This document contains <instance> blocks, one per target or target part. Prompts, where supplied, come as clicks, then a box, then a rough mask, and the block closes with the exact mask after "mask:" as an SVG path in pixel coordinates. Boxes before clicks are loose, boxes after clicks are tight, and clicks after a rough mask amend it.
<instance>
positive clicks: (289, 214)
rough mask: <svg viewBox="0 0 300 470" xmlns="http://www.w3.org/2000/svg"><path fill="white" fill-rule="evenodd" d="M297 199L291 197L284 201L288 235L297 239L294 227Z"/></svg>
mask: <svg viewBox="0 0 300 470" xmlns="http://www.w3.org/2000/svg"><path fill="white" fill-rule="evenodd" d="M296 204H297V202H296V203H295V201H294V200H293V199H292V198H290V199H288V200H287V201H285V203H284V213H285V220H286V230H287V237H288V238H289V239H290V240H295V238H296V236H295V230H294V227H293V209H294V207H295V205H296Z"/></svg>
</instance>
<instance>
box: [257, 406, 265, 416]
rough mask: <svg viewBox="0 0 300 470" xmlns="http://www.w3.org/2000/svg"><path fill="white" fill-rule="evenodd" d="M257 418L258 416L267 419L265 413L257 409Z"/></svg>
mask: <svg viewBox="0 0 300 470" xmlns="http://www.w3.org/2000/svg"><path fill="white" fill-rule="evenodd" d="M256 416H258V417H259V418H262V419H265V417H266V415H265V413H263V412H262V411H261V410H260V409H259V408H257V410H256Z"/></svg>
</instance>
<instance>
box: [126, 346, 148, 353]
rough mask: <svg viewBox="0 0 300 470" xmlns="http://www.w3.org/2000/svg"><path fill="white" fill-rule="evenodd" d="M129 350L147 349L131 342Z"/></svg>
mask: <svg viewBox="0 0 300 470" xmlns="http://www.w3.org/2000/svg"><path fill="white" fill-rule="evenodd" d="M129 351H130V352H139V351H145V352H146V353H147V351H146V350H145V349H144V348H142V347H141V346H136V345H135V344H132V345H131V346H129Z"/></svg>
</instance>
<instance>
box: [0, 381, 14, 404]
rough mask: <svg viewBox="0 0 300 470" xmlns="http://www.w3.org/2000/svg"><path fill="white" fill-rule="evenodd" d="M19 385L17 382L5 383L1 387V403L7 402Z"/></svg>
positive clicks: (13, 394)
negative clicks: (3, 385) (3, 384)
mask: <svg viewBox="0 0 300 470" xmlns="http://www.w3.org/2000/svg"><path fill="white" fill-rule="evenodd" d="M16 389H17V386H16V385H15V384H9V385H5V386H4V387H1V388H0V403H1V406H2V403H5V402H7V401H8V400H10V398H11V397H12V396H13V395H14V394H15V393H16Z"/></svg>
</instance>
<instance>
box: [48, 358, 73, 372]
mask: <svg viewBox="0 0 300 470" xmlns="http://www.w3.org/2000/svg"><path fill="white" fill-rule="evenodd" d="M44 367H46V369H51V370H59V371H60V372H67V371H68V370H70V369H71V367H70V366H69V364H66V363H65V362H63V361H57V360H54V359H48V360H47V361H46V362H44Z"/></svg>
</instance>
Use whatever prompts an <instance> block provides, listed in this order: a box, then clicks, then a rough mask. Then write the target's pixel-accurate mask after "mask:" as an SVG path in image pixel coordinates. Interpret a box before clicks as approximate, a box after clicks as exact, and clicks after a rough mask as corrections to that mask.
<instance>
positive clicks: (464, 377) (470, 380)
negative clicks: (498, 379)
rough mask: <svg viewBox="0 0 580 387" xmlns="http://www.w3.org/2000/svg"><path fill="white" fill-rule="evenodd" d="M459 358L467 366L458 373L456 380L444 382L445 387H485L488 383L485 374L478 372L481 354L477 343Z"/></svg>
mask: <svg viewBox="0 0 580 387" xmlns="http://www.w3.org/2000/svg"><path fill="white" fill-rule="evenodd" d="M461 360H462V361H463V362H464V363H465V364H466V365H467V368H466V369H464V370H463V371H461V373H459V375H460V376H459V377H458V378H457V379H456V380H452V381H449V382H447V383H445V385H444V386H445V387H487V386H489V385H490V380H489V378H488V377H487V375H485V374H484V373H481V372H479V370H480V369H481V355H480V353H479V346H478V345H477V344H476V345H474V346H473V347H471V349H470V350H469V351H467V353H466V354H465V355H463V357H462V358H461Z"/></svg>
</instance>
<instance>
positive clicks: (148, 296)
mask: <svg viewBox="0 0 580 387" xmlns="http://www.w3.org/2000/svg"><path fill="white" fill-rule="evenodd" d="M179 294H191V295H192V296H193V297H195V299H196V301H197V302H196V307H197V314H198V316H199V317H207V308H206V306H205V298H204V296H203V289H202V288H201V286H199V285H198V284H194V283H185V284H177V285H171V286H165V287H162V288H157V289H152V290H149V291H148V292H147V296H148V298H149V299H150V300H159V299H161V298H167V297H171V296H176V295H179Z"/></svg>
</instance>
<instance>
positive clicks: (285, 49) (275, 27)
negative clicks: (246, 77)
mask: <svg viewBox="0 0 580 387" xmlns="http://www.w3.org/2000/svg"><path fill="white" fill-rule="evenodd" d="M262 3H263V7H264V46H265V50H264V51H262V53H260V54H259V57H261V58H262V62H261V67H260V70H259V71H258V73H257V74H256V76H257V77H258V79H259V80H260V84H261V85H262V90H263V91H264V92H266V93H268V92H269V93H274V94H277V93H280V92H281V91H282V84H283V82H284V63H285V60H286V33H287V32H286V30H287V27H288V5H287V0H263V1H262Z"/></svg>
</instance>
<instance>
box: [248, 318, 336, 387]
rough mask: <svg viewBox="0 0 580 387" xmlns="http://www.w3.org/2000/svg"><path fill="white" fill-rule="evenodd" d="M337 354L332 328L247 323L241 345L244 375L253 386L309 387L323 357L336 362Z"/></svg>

---------------

* **Instructions to follow**: Set all the entries above down again exactly.

* **Written response**:
This document contains <instance> blocks, one per target or target part. Prompts, where supplied, come as clicks, then a box, then a rough mask, and the block closes with the exact mask after "mask:" as an SVG path in pixel coordinates. Boxes before clicks are loose, boxes after clicks are tight, and clicks after a rough mask amend it.
<instance>
positive clicks: (289, 214)
rough mask: <svg viewBox="0 0 300 470" xmlns="http://www.w3.org/2000/svg"><path fill="white" fill-rule="evenodd" d="M297 199L291 197L284 201L288 235L297 239L294 227Z"/></svg>
mask: <svg viewBox="0 0 300 470" xmlns="http://www.w3.org/2000/svg"><path fill="white" fill-rule="evenodd" d="M296 204H297V202H296V203H295V201H294V200H293V199H292V198H290V199H288V200H287V201H285V203H284V213H285V220H286V230H287V237H288V238H289V239H290V240H295V238H296V236H295V230H294V227H293V209H294V207H295V205H296Z"/></svg>
</instance>
<instance>
box: [257, 406, 265, 416]
rough mask: <svg viewBox="0 0 300 470" xmlns="http://www.w3.org/2000/svg"><path fill="white" fill-rule="evenodd" d="M257 418L258 416L267 419L265 413L257 409Z"/></svg>
mask: <svg viewBox="0 0 300 470" xmlns="http://www.w3.org/2000/svg"><path fill="white" fill-rule="evenodd" d="M256 416H258V417H259V418H262V419H265V417H266V415H265V413H263V412H262V411H261V410H260V409H259V408H257V410H256Z"/></svg>
</instance>
<instance>
box: [126, 346, 148, 353]
rough mask: <svg viewBox="0 0 300 470" xmlns="http://www.w3.org/2000/svg"><path fill="white" fill-rule="evenodd" d="M129 350L147 349L131 342Z"/></svg>
mask: <svg viewBox="0 0 300 470" xmlns="http://www.w3.org/2000/svg"><path fill="white" fill-rule="evenodd" d="M129 351H130V352H139V351H145V352H146V353H147V351H146V350H145V349H144V348H142V347H141V346H136V345H135V344H132V345H131V346H129Z"/></svg>
</instance>
<instance>
box: [0, 381, 14, 404]
rough mask: <svg viewBox="0 0 300 470" xmlns="http://www.w3.org/2000/svg"><path fill="white" fill-rule="evenodd" d="M19 385L17 382L5 383L1 387V403L7 402Z"/></svg>
positive clicks: (13, 394)
negative clicks: (3, 385) (3, 384)
mask: <svg viewBox="0 0 300 470" xmlns="http://www.w3.org/2000/svg"><path fill="white" fill-rule="evenodd" d="M16 389H17V386H16V385H15V384H9V385H5V386H4V387H1V388H0V403H1V406H2V403H5V402H7V401H8V400H10V398H11V397H12V396H13V395H14V394H15V393H16Z"/></svg>
</instance>
<instance>
box: [48, 358, 73, 372]
mask: <svg viewBox="0 0 300 470" xmlns="http://www.w3.org/2000/svg"><path fill="white" fill-rule="evenodd" d="M44 367H46V369H51V370H59V371H60V372H67V371H68V370H70V369H71V367H70V366H69V364H66V363H65V362H63V361H57V360H54V359H48V360H47V361H46V362H44Z"/></svg>
</instance>
Use whatever prompts an <instance> block provides, listed in this order: a box, then clicks, then a rough mask. Then write the target's pixel-accurate mask after "mask:" as an SVG path in image pixel coordinates. Interpret a box before clicks as approximate, a box after clicks as exact, and clicks after a rough mask as corrections to that mask.
<instance>
positive clicks: (464, 377) (470, 380)
negative clicks: (498, 379)
rough mask: <svg viewBox="0 0 580 387" xmlns="http://www.w3.org/2000/svg"><path fill="white" fill-rule="evenodd" d="M459 358L467 366L458 373L456 380L444 382L445 387H485L488 383L485 374L478 372L481 354L477 343Z"/></svg>
mask: <svg viewBox="0 0 580 387" xmlns="http://www.w3.org/2000/svg"><path fill="white" fill-rule="evenodd" d="M461 360H462V361H463V362H464V363H465V364H466V365H467V368H466V369H464V370H463V371H461V373H459V375H460V376H459V377H458V378H457V379H456V380H452V381H449V382H447V383H445V385H444V386H445V387H487V386H489V385H490V380H489V378H488V377H487V375H485V374H484V373H481V372H479V370H480V369H481V355H480V353H479V346H478V345H477V344H476V345H474V346H473V347H471V349H470V350H469V351H467V353H466V354H465V355H463V357H462V358H461Z"/></svg>
</instance>
<instance>
positive clicks: (148, 296)
mask: <svg viewBox="0 0 580 387" xmlns="http://www.w3.org/2000/svg"><path fill="white" fill-rule="evenodd" d="M179 294H191V295H192V296H193V297H195V299H196V301H197V302H196V307H197V314H198V316H199V317H207V308H206V306H205V298H204V296H203V289H202V288H201V286H199V285H198V284H194V283H185V284H177V285H171V286H165V287H162V288H157V289H152V290H149V291H148V292H147V296H148V298H149V299H150V300H159V299H161V298H167V297H171V296H176V295H179Z"/></svg>
</instance>
<instance>
positive clicks: (285, 49) (275, 27)
negative clicks: (246, 77)
mask: <svg viewBox="0 0 580 387" xmlns="http://www.w3.org/2000/svg"><path fill="white" fill-rule="evenodd" d="M262 3H263V7H264V46H265V50H264V51H262V53H260V54H259V57H261V58H262V62H261V67H260V70H259V71H258V73H257V74H256V76H257V77H258V79H259V80H260V84H261V85H262V90H263V91H264V92H266V93H268V92H269V93H274V94H277V93H280V92H281V91H282V84H283V82H284V63H285V60H286V33H287V32H286V30H287V27H288V5H287V0H263V1H262Z"/></svg>
</instance>
<instance>
box: [248, 318, 336, 387]
rough mask: <svg viewBox="0 0 580 387" xmlns="http://www.w3.org/2000/svg"><path fill="white" fill-rule="evenodd" d="M337 354L332 328L247 323L241 345L244 375L253 386L309 387L323 357L336 362Z"/></svg>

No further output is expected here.